Exercise description
Turn every line of the material below into a Markdown table with the columns "Entry" and "Content". Number each row, skip blank lines, and leave out the pictures.

# Start of Task material

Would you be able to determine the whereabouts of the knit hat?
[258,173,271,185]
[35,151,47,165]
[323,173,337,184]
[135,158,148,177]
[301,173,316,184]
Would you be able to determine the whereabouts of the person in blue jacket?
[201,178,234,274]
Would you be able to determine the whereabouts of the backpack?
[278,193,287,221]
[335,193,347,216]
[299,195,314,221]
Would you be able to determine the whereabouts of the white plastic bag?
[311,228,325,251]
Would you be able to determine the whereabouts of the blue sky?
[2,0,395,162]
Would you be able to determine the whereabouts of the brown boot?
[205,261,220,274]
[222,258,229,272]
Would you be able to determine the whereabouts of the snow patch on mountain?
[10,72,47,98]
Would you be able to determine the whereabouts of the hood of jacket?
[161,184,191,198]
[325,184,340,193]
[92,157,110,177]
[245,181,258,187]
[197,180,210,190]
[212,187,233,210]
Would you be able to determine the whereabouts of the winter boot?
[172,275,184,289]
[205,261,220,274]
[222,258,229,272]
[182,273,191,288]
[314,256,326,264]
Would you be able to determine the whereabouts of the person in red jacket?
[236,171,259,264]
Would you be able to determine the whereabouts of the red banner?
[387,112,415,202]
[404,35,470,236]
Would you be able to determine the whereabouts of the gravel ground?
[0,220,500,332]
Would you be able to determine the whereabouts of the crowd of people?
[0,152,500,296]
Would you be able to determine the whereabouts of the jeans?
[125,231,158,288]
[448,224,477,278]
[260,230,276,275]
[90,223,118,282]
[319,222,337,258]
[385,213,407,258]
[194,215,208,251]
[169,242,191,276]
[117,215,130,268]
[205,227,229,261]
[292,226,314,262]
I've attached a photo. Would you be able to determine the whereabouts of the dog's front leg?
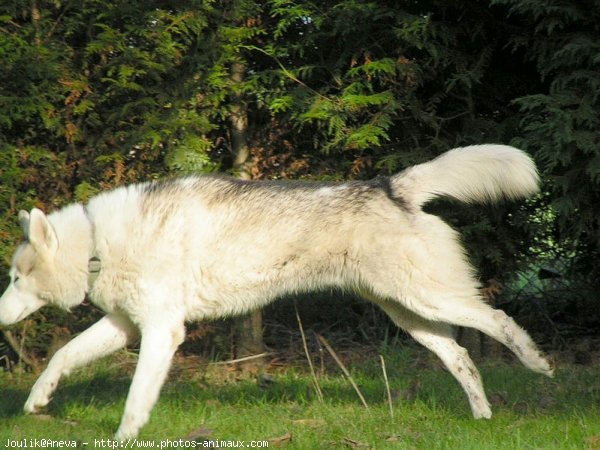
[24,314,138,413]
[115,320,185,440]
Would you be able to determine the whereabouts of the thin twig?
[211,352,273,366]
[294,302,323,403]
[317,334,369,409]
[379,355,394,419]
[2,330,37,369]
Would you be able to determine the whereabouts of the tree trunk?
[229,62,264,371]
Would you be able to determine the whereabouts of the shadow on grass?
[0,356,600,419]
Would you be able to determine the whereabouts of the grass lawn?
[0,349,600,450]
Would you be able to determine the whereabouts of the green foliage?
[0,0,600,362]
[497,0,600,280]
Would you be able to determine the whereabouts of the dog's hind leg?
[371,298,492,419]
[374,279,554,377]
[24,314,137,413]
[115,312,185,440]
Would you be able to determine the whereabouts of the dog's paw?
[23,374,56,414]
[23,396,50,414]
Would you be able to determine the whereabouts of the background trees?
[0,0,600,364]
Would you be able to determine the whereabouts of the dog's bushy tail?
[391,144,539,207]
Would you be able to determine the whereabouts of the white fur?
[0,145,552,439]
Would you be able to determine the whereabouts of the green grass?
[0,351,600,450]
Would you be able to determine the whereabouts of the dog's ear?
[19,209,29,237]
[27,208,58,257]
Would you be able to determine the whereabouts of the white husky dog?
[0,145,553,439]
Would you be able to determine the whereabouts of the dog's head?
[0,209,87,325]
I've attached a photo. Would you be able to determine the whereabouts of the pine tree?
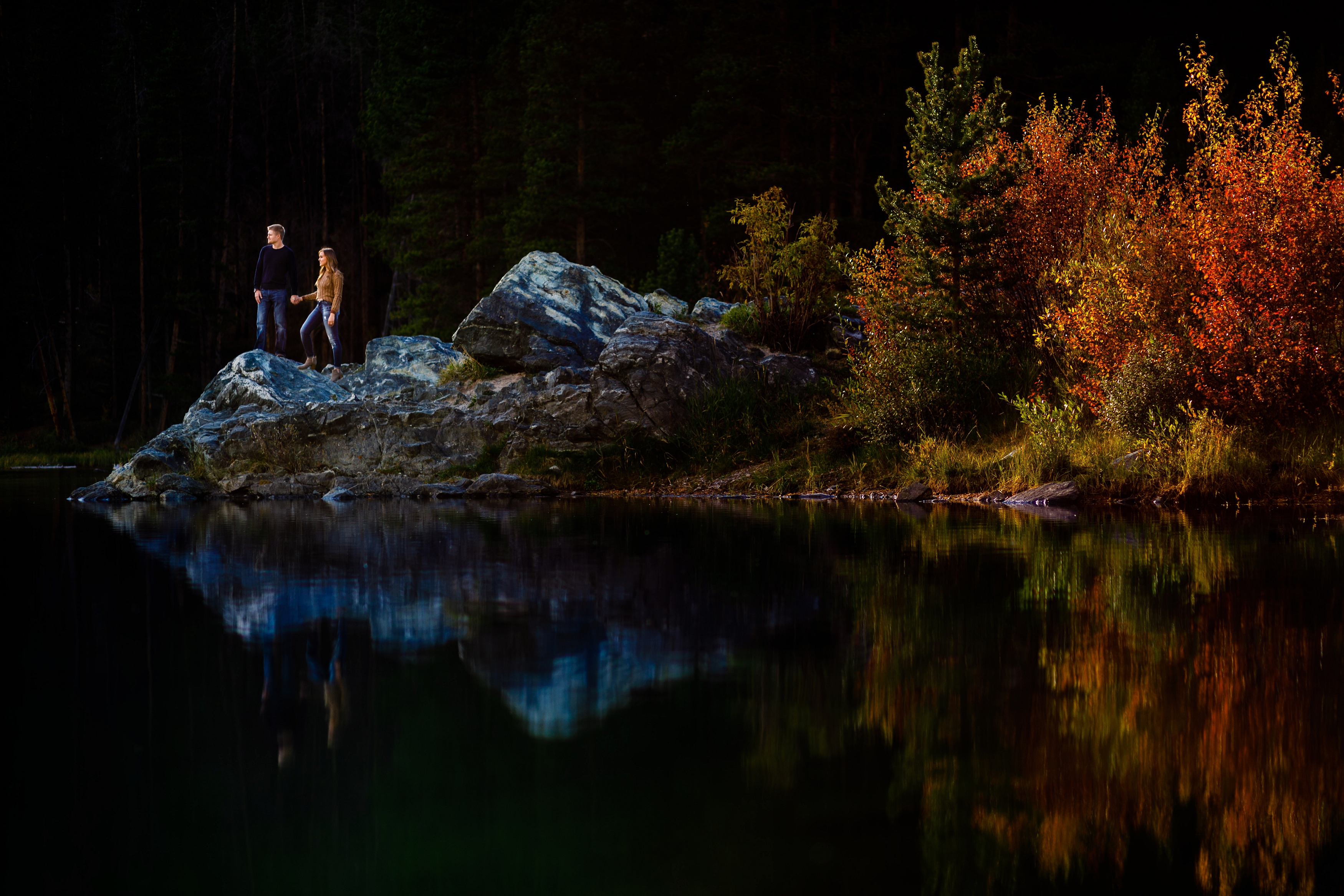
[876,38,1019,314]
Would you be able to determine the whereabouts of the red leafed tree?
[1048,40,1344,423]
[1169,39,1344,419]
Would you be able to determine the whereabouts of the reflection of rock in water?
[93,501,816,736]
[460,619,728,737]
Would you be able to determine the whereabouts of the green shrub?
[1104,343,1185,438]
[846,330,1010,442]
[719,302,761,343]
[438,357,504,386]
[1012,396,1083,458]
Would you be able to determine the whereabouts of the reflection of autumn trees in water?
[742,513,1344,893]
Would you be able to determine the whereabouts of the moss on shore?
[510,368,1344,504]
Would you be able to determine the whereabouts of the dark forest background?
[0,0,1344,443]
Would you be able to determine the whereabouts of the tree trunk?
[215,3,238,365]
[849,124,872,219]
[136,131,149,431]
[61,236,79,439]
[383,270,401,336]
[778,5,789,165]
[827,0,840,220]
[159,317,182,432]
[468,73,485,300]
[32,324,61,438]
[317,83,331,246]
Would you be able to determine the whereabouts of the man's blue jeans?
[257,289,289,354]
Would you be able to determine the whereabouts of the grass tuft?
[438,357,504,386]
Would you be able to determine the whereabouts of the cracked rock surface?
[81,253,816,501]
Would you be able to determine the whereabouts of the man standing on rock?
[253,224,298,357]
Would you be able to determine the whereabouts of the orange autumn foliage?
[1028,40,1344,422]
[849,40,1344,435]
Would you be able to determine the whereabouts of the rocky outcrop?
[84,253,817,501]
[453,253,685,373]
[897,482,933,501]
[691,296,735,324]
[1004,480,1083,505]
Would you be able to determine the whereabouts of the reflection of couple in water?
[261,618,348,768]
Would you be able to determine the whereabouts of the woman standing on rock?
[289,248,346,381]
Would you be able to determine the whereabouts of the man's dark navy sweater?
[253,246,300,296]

# End of Task material

The reply
| Entry | Content |
|---|---|
| 1 | Would you be able to determine the whereabouts of the knit hat? |
| 2 | [258,173,271,185] |
| 3 | [35,151,47,165] |
| 4 | [323,173,337,184] |
| 5 | [135,158,148,177] |
| 6 | [301,173,316,184] |
| 7 | Would you be able to determine the whereabouts of the person in blue jacket? |
| 8 | [201,178,234,274] |
| 9 | Would you be able to determine the whereabouts of the backpack? |
| 10 | [278,193,287,221] |
| 11 | [335,193,347,216] |
| 12 | [299,195,314,221] |
| 13 | Would you be able to determine the whereabouts of the white plastic bag? |
| 14 | [311,228,325,251] |
| 15 | Would you be able to determine the whereabouts of the blue sky? |
| 16 | [2,0,395,162] |
| 17 | Would you be able to determine the whereabouts of the brown boot? |
| 18 | [205,261,220,274] |
| 19 | [222,258,229,272] |
| 20 | Would you be able to determine the whereabouts of the snow patch on mountain? |
| 21 | [10,72,47,98] |
| 22 | Would you be able to determine the whereabouts of the hood of jacket? |
| 23 | [161,184,191,198] |
| 24 | [325,184,340,193] |
| 25 | [92,157,110,177] |
| 26 | [245,181,258,187] |
| 27 | [197,180,210,190] |
| 28 | [212,187,233,210] |
| 29 | Would you be able to determine the whereabouts of the winter boot? |
| 30 | [172,275,184,289] |
| 31 | [205,261,220,274] |
| 32 | [222,258,229,272] |
| 33 | [182,273,191,288] |
| 34 | [314,256,326,264] |
| 35 | Would you be able to determine the whereabouts of the person in red jacket? |
| 36 | [236,171,259,264] |
| 37 | Would you be able to determine the whereabouts of the red banner? |
| 38 | [387,112,415,202] |
| 39 | [404,35,470,236] |
| 40 | Would you be able to determine the whereabouts of the gravel ground? |
| 41 | [0,220,500,332] |
| 42 | Would you be able to determine the whereabouts of the crowd of people? |
| 43 | [0,152,500,296] |
| 44 | Would you be able to determine the whereabouts of the jeans? |
| 45 | [125,231,158,288] |
| 46 | [448,224,477,278] |
| 47 | [260,230,276,275] |
| 48 | [90,223,118,282] |
| 49 | [319,222,337,258] |
| 50 | [385,213,407,258] |
| 51 | [194,215,208,251] |
| 52 | [169,242,191,276] |
| 53 | [117,215,130,268] |
| 54 | [205,227,229,261] |
| 55 | [292,226,314,262] |
| 56 | I've attached a photo. Would you be able to determine the whereabouts of the dog's front leg? |
| 57 | [24,314,138,413] |
| 58 | [115,320,185,440] |
| 59 | Would you be able to determine the whereabouts of the thin twig? |
| 60 | [211,352,273,366] |
| 61 | [294,302,323,403] |
| 62 | [317,334,369,409] |
| 63 | [379,355,394,419] |
| 64 | [2,330,37,369] |
| 65 | Would you be able to determine the whereabouts of the tree trunk? |
| 66 | [229,62,264,371] |
| 67 | Would you be able to determine the whereabouts of the shadow on grass? |
| 68 | [0,356,600,419] |
| 69 | Would you be able to determine the whereabouts of the grass lawn? |
| 70 | [0,349,600,450] |
| 71 | Would you be able to determine the whereabouts of the green foliage? |
| 72 | [0,0,600,362] |
| 73 | [497,0,600,280] |
| 74 | Would you be able to determine the whereabouts of the dog's hind leg? |
| 75 | [371,298,492,419] |
| 76 | [374,279,554,377] |
| 77 | [24,314,137,413] |
| 78 | [115,312,185,440] |
| 79 | Would you be able to determine the whereabouts of the dog's paw? |
| 80 | [23,374,56,414] |
| 81 | [23,396,50,414] |
| 82 | Would you be able to determine the whereabouts of the background trees? |
| 83 | [0,0,600,364] |
| 84 | Would you be able to determine the whereabouts of the dog's bushy tail? |
| 85 | [391,144,539,207] |
| 86 | Would you be able to determine the whereabouts of the white fur? |
| 87 | [0,145,552,439] |
| 88 | Would you be able to determine the whereabouts of the green grass? |
| 89 | [0,351,600,450] |
| 90 | Would you be able to determine the whereabouts of the dog's ear? |
| 91 | [19,209,29,237] |
| 92 | [27,208,58,257] |
| 93 | Would you be able to determine the whereabouts of the white husky dog? |
| 94 | [0,145,553,439] |
| 95 | Would you be able to determine the whereabouts of the dog's head? |
| 96 | [0,209,87,325] |
| 97 | I've attached a photo. Would you be able to determine the whereabouts of the pine tree? |
| 98 | [876,38,1019,314] |
| 99 | Would you be able to determine the whereabouts of the red leafed tree? |
| 100 | [1048,40,1344,423] |
| 101 | [1169,39,1344,419] |
| 102 | Would you be able to determine the whereabouts of the reflection of rock in water? |
| 103 | [93,501,816,736] |
| 104 | [460,619,728,737] |
| 105 | Would you be able to determine the whereabouts of the green shrub? |
| 106 | [1104,343,1185,438] |
| 107 | [846,330,1010,442] |
| 108 | [719,302,761,343] |
| 109 | [438,357,504,386] |
| 110 | [1012,396,1083,458] |
| 111 | Would you be able to determine the whereabouts of the reflection of autumn trees in water? |
| 112 | [742,513,1344,893] |
| 113 | Would you be able to determine the whereabouts of the moss on shore? |
| 114 | [510,368,1344,504] |
| 115 | Would you be able to determine the whereabouts of the dark forest background? |
| 116 | [0,0,1344,443] |
| 117 | Would you be able to determine the whereabouts of the tree trunk? |
| 118 | [215,3,238,365] |
| 119 | [849,124,872,219] |
| 120 | [136,131,149,431] |
| 121 | [61,236,79,439] |
| 122 | [383,270,401,336] |
| 123 | [778,5,789,165] |
| 124 | [827,0,840,220] |
| 125 | [159,317,182,432] |
| 126 | [468,73,485,300] |
| 127 | [32,324,61,438] |
| 128 | [317,83,331,246] |
| 129 | Would you be able to determine the whereabouts of the man's blue jeans? |
| 130 | [257,289,289,354] |
| 131 | Would you be able to determine the whereabouts of the grass tuft? |
| 132 | [438,357,504,386] |
| 133 | Would you be able to determine the whereabouts of the cracked rock surface? |
| 134 | [81,253,816,501] |
| 135 | Would you be able to determine the whereabouts of the man standing on rock? |
| 136 | [253,224,298,357] |
| 137 | Would you be able to determine the whereabouts of the orange autumn foliage? |
| 138 | [1028,40,1344,422] |
| 139 | [849,40,1344,435] |
| 140 | Would you be able to determine the whereabouts of the rocky outcrop? |
| 141 | [84,253,817,501] |
| 142 | [453,253,685,373] |
| 143 | [897,482,933,501] |
| 144 | [691,296,735,324] |
| 145 | [1004,480,1083,505] |
| 146 | Would you be able to determine the whereabouts of the reflection of couple in water? |
| 147 | [261,618,348,768] |
| 148 | Would you be able to determine the whereabouts of the woman standing on rock? |
| 149 | [289,248,346,381] |
| 150 | Would you be able to determine the whereabouts of the man's dark navy sweater? |
| 151 | [253,246,300,296] |